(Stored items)
- - - - - - -
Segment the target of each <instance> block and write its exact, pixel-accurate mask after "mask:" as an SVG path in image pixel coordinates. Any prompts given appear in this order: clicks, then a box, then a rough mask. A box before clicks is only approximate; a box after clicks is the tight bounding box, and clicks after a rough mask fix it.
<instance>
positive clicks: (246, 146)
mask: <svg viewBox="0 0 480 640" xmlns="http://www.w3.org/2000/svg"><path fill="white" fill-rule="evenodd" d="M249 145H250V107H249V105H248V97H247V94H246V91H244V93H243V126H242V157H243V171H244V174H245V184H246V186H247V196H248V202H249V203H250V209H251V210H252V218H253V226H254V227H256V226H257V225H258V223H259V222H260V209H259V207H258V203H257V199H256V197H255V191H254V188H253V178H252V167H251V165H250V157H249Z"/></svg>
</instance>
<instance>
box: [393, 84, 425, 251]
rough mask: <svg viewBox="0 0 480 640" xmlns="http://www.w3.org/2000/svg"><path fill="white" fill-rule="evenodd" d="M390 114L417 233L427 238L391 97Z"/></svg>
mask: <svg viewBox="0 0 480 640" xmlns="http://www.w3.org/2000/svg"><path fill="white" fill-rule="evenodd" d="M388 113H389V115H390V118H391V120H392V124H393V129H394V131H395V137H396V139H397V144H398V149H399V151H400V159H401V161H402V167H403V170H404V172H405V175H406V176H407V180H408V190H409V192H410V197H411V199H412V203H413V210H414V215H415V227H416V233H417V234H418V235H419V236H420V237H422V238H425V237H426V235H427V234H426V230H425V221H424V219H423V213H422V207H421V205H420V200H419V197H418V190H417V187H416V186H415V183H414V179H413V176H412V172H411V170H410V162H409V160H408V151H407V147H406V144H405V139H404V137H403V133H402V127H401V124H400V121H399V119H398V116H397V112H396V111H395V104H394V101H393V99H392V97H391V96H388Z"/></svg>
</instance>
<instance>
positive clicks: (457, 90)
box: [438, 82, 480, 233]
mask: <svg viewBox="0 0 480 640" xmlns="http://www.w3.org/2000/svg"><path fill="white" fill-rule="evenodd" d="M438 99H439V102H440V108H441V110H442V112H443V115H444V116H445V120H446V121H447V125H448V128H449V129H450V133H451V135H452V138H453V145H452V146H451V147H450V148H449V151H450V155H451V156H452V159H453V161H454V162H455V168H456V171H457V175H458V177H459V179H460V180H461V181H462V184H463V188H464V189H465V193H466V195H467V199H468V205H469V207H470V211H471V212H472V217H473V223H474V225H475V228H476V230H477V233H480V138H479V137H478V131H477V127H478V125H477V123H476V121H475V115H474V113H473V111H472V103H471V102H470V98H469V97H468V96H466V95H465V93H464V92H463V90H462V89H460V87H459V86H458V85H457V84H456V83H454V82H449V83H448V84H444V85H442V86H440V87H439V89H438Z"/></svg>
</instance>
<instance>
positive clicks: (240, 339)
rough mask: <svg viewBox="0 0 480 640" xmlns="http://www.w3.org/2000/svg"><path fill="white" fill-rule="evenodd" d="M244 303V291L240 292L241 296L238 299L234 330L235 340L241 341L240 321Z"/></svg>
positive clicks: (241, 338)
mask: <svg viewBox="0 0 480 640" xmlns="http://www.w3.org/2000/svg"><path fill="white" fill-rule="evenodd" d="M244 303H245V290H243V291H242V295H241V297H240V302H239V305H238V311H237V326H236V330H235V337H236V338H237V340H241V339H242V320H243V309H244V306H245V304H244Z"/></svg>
- - - - - - -
What this task involves
Set the records down again in full, exactly as they read.

Written reply
Segment the target of each <instance> block and write its exact, pixel-accurate mask after "mask:" as an SVG path in image pixel coordinates. Any prompts given appear in this order: clicks, then a box, then a rough mask. A box before clicks is only approximate; a box after clicks is the tight bounding box, and clicks after a rough mask fix it.
<instance>
positive clicks: (246, 146)
mask: <svg viewBox="0 0 480 640" xmlns="http://www.w3.org/2000/svg"><path fill="white" fill-rule="evenodd" d="M249 145H250V107H249V105H248V97H247V94H246V91H244V93H243V126H242V157H243V171H244V174H245V184H246V186H247V196H248V202H249V203H250V209H251V210H252V218H253V226H254V227H256V226H257V225H258V223H259V222H260V209H259V207H258V203H257V199H256V197H255V191H254V188H253V178H252V167H251V165H250V157H249Z"/></svg>
</instance>
<instance>
box: [393, 84, 425, 251]
rough mask: <svg viewBox="0 0 480 640" xmlns="http://www.w3.org/2000/svg"><path fill="white" fill-rule="evenodd" d="M390 114L417 233L427 238L391 97Z"/></svg>
mask: <svg viewBox="0 0 480 640" xmlns="http://www.w3.org/2000/svg"><path fill="white" fill-rule="evenodd" d="M388 113H389V115H390V118H391V120H392V124H393V129H394V131H395V137H396V139H397V144H398V149H399V151H400V159H401V161H402V167H403V170H404V172H405V175H406V176H407V180H408V190H409V192H410V197H411V199H412V203H413V210H414V215H415V227H416V233H417V234H418V235H419V236H420V237H422V238H425V237H426V235H427V234H426V230H425V221H424V219H423V213H422V207H421V205H420V200H419V197H418V190H417V187H416V186H415V183H414V179H413V176H412V172H411V170H410V162H409V160H408V151H407V147H406V144H405V139H404V137H403V133H402V127H401V124H400V121H399V119H398V116H397V112H396V111H395V104H394V101H393V99H392V97H391V96H388Z"/></svg>
</instance>
<instance>
positive clicks: (457, 90)
box: [438, 82, 480, 233]
mask: <svg viewBox="0 0 480 640" xmlns="http://www.w3.org/2000/svg"><path fill="white" fill-rule="evenodd" d="M438 99H439V102H440V108H441V110H442V112H443V115H444V116H445V120H446V121H447V125H448V128H449V129H450V133H451V135H452V138H453V145H452V146H451V147H450V148H449V151H450V155H451V156H452V159H453V161H454V162H455V168H456V171H457V175H458V177H459V179H460V180H461V181H462V184H463V188H464V189H465V193H466V195H467V199H468V205H469V207H470V211H471V212H472V217H473V223H474V225H475V228H476V230H477V233H480V138H479V137H478V131H477V127H478V125H477V123H476V121H475V115H474V113H473V111H472V103H471V102H470V98H469V97H468V96H466V95H465V93H464V92H463V90H462V89H460V87H459V86H458V85H457V84H456V83H454V82H449V83H448V84H444V85H442V86H440V87H439V89H438Z"/></svg>
</instance>
<instance>
positive clicks: (240, 339)
rough mask: <svg viewBox="0 0 480 640" xmlns="http://www.w3.org/2000/svg"><path fill="white" fill-rule="evenodd" d="M244 303V291L240 292L241 296L238 299L234 330L235 340L241 341L240 321Z"/></svg>
positive clicks: (241, 338)
mask: <svg viewBox="0 0 480 640" xmlns="http://www.w3.org/2000/svg"><path fill="white" fill-rule="evenodd" d="M244 303H245V290H243V291H242V295H241V297H240V302H239V305H238V311H237V326H236V330H235V337H236V338H237V340H241V339H242V320H243V309H244V306H245V304H244Z"/></svg>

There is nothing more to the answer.